Exercise brief =>
Please reproduce the data in its entirety, word for word.

=== Begin Enclosure ===

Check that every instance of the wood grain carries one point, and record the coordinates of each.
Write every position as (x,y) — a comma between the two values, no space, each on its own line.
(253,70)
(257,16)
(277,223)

=== End Enclosure ===

Exercise response =>
Check that every instance of the wood grain carries one point, and record the coordinates of each.
Write every position as (x,y) — a comma between the two values, no space, each on its own line.
(253,70)
(257,16)
(277,223)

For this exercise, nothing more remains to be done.